__Text__
--------------------------------

Some Thoughts On SF, Nostalgia, Words

This past weekend I attended our local convention,  Archon.  It’s a St. Louis convention that’s not actually in St. Louis, for many reasons too convoluted to go into here, and this one was number 36.  Which means, with a couple of exceptions, I’ve been going to it for three decades.  (Our first con was Archon 6, which featured Stephen King as GoH, and thus was something of a media circus.  I met several writers, some whose work I knew and loved, others of whom I just then became acquainted—George R.R. Martin, Robin Bailey, Charles Grant, Joe Haldeman, Warren Norwood. Some have passed away, others are still working.)

I go now to meet up with friends of long acquaintance, in whose company we have spent relatively little actual face-time, but who by now have become touchstones in our lives.  It’s odd having people who feel so close that you see at most one weekend a year.  Granted, the internet has helped bridge those gaps, but it’s still a curious phenomenon, one which I kind of dealt with this weekend on at least one panel.

This year, the novel that seems to have garnered the most awards was Jo Walton’s Among Others. It won both the Nebula Award and the Hugo Award, both times beating out what I considered the best science fiction novel of perhaps the last decade, China Miéville’s Embassytown.  

Now, please don’t misunderstand—I thought Among Others was a marvelous novel.  I enjoyed it thoroughly, was, in fact, delighted by it, and certainly being delighted is one of the chief pleasures of reading.  I do not here intend any slight on the work.

--------------------------------

__Provided data__
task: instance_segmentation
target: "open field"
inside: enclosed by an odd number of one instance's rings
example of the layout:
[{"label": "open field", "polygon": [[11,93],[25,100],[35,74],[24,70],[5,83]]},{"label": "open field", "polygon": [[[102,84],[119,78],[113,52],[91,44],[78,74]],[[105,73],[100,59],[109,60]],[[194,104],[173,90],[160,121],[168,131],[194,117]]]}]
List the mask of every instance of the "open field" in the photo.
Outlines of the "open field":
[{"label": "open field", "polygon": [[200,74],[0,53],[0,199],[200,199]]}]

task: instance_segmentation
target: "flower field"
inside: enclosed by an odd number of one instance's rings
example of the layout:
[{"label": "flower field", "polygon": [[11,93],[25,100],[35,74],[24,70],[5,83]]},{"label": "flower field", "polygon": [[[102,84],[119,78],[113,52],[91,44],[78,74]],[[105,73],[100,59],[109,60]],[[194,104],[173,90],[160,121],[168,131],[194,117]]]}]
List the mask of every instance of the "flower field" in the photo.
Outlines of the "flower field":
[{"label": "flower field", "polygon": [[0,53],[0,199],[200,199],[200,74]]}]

--------------------------------

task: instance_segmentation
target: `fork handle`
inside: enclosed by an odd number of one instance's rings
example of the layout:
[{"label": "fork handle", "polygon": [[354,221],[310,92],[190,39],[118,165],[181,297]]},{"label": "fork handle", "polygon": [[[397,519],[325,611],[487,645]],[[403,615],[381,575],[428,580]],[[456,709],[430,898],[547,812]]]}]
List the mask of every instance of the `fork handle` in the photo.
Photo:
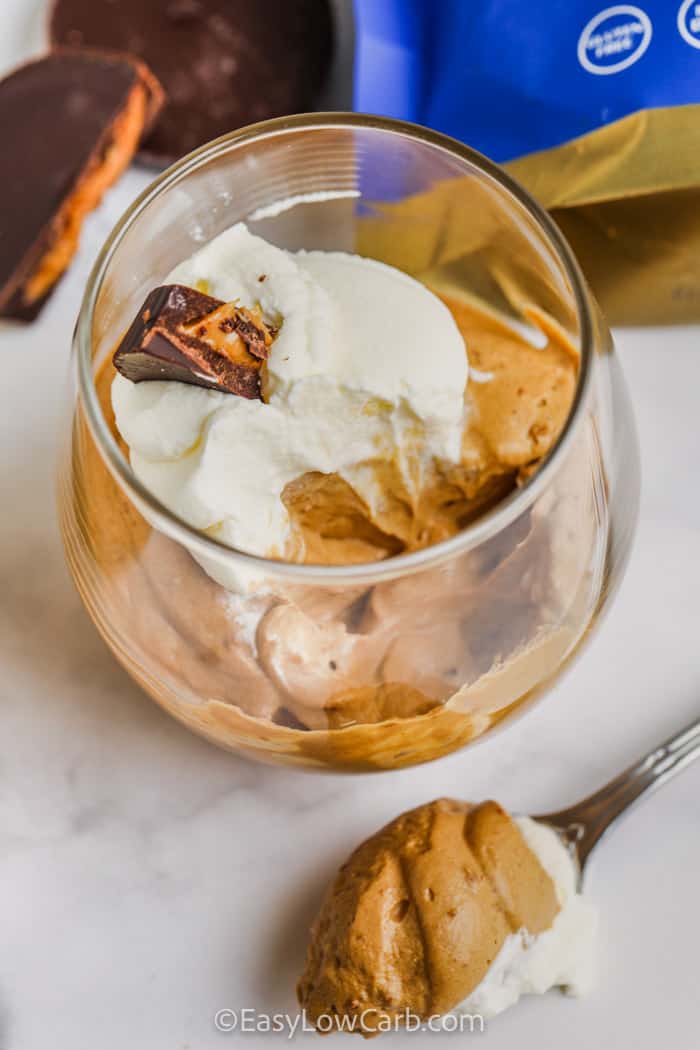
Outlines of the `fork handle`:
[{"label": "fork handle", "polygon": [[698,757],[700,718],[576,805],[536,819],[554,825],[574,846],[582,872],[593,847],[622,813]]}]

--------------------------------

__Complete the following__
**1.** Answer these questions from the Archon essay:
(a) Which number was the Archon the writer attended this past weekend?
(b) Who was Guest of Honor at the writer's first Archon?
(c) Which two awards did Among Others win?
**2.** Extend the Archon essay, picking up after its final sentence.
The rows come from a separate source with no connection to the Archon essay.

__Responses__
**1.**
(a) Number 36.
(b) Stephen King.
(c) The Nebula Award and the Hugo Award.

**2.**
But it took two awards that are supposed to honor the best science fiction of the year, and Among Others was barely fantasy.  (One of the things I admired about it was the line Walton danced around separating the fantasy from actual occurrence and simple perception on the part of the characters.)  It is in the long tradition of English boarding school stories, written as the diary of a girl who is somewhat isolated, who has run away from her mad mother (who may be a witch) after a tragic loss of her sister and a crippling accident.  Living with her father now, she is placed in a boarding school where her love of science fiction is one of her chief methods of coping. The novel then chronicles the succession of books she reads over a year or two, many of which were exactly the books I was reading then and loving.  It is in that sense an overview of a particular period in SF, one I found myself reliving with immense pleasure.

Embassytown, on the other hand, is solidly SF built on a very meaty idea that plays out with intensity and provokes a great deal of thought—everything SF is supposed to do.  It is also marvelously well-written and to my mind was hands down the best of the year, if not, as I said, the last decade.

But it lost to the Walton.

Why?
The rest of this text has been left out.